What is expected:
Arrange these records as a two-column CSV with the header request,answer and one row per request. Put the request text in the request column and its answer in the answer column, with each in a single quoted field and every line break replaced by a space.

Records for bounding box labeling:
——
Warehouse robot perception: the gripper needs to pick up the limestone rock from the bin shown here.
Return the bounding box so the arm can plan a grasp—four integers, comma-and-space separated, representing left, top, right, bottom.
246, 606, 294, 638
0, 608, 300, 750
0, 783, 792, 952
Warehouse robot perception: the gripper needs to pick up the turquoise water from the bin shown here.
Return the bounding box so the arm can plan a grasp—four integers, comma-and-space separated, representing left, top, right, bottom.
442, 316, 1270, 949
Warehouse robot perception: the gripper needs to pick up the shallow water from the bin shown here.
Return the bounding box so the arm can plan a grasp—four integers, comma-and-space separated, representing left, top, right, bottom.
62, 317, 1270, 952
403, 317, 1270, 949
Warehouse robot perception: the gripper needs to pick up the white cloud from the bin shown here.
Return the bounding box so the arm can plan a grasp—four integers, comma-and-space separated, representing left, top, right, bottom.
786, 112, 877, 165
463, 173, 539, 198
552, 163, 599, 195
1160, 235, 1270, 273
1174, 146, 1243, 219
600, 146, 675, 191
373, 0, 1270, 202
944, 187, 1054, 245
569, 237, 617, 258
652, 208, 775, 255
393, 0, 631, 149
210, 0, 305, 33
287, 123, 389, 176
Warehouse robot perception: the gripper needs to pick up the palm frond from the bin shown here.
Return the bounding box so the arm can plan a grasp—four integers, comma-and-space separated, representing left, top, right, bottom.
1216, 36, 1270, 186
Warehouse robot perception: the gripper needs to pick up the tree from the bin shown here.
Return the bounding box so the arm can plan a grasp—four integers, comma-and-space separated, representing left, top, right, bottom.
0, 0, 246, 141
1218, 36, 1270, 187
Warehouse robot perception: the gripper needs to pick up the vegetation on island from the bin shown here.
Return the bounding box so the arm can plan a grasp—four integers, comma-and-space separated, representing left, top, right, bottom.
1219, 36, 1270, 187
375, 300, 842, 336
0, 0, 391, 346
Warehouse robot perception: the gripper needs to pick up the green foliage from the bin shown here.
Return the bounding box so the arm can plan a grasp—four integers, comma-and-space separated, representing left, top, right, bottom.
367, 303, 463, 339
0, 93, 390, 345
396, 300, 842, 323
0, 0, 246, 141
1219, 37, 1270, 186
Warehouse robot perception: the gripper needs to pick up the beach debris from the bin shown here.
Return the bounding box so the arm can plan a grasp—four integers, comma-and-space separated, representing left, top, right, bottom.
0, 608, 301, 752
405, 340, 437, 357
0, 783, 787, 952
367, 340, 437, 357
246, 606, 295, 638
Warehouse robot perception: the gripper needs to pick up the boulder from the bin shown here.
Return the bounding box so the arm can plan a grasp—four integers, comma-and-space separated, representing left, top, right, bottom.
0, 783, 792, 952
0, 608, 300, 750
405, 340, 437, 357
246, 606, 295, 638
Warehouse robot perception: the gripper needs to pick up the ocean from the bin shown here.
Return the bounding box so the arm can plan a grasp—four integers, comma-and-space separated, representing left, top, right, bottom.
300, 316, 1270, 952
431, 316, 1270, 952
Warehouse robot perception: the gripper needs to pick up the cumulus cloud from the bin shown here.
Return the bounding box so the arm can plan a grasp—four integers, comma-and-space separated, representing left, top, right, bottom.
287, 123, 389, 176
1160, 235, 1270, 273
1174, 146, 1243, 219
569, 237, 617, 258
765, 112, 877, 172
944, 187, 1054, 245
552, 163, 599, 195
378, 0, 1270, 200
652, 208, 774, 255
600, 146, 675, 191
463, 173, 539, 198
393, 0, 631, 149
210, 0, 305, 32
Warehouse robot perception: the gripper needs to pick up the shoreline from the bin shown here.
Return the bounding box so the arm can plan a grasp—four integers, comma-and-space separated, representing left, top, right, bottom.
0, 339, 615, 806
——
Complete response:
request,answer
"Warehouse robot perception: the gripper needs to pick up the limestone rock from the bin shown here. Return the bounding box so the arm can plan a grasp—four integers, comma-and-space separated, representing left, top, right, bottom.","246, 606, 294, 638 0, 608, 300, 750 0, 783, 792, 952"
"Warehouse robot perception: the gripper needs to pick up the turquoise water from the bin shown here. Return the bounding box so the arm can plan a grasp—four integers, comma-and-space separated, representing left, top, right, bottom.","442, 316, 1270, 949"
"Warehouse robot perception: the gripper needs to pick up the shallow water from the bin shown here. Return the bounding box so the arm can plan a grasp—four integers, comma-and-space separated, representing left, top, right, bottom.","62, 317, 1270, 952 403, 317, 1270, 949"
"Warehouse robot perception: the gripper needs to pick up the white cloud from the bin shown here. Return the bounding box so the arm can plan a grasp—four integers, comma-and-space separated, representing left, top, right, bottom.","786, 112, 877, 165 463, 173, 539, 198 552, 163, 599, 195 1160, 235, 1270, 273 1174, 146, 1243, 219 600, 146, 675, 191 373, 0, 1270, 202 944, 187, 1054, 245 569, 237, 617, 258 652, 208, 775, 255 393, 0, 631, 149 210, 0, 305, 33 287, 123, 389, 176"
"Warehouse robot perception: the gripper needs to pick up the palm frond from the bin shown here. Return the bounding box so the arm can plan a grasp—four integers, comma-and-space separated, representing left, top, right, bottom.","1216, 36, 1270, 186"
"Warehouse robot perception: the gripper needs to pick up the tree from the bin shown here. Return the bounding box so the arm can plan a grasp—four integers, comma-and-space separated, representing left, top, right, bottom.","0, 0, 246, 141 1218, 36, 1270, 187"
"Warehouse robot perception: the gripper needs to pick up the vegetation on island from the bin shown here. Return the bounding box so the arm can plan a grasp—four integers, comma-and-space separated, representing left, top, right, bottom.","1219, 36, 1270, 187 375, 300, 842, 336 0, 0, 391, 346"
"Warehouse robot perception: the gripper needs to pick up the green foliage from the bin shown here. Return the bounding box so the arm can plan a grasp—four integers, comma-and-space separated, representing left, top, right, bottom.","367, 303, 463, 339 0, 93, 390, 345 396, 300, 842, 323 0, 0, 246, 141 1219, 37, 1270, 186"
"Warehouse robot perception: the gripper needs to pick up the beach debris from the bin shown here. Return the bounding box so the arm can plan a grasp—four integers, comma-and-space separated, representing left, top, right, bottom.","0, 608, 301, 752 405, 340, 437, 357 0, 783, 787, 952 367, 340, 437, 357 246, 606, 295, 638"
"Warehouse robot perception: the gripper needs to pick up the boulder from the bin shown here. Return the bounding box so the arm can plan a grasp—four integers, comma-and-space separated, representing left, top, right, bottom.","0, 783, 792, 952 0, 608, 300, 750 405, 340, 437, 357 246, 606, 295, 638"
"Warehouse robot perception: the gripper needs to pick up the ocean from the bin shown here. Return the bounding box so the arm can plan a grasp—four integers, comma-and-space separated, representing left, top, right, bottom.","300, 316, 1270, 952 431, 316, 1270, 952"
"Warehouse robot perception: the gripper needs to pick up the cumulus cloud from the bin shown here. Return the bounding box so the arm can plan a grasp—four integers, comma-and-space separated, representing left, top, right, bottom.","287, 123, 389, 176 1160, 235, 1270, 273 1174, 146, 1243, 219 569, 237, 617, 258 765, 112, 877, 172 944, 187, 1054, 245 552, 163, 599, 195 378, 0, 1270, 200 652, 208, 774, 255 600, 146, 675, 191 463, 173, 539, 198 393, 0, 631, 149 210, 0, 305, 32"
"Warehouse robot perception: the gripper needs to pick up the shoreline from the bin shown here. Return the bounding box so the arm can plan a grasp—four integers, comma-and-space separated, representing left, top, right, bottom.","0, 339, 615, 806"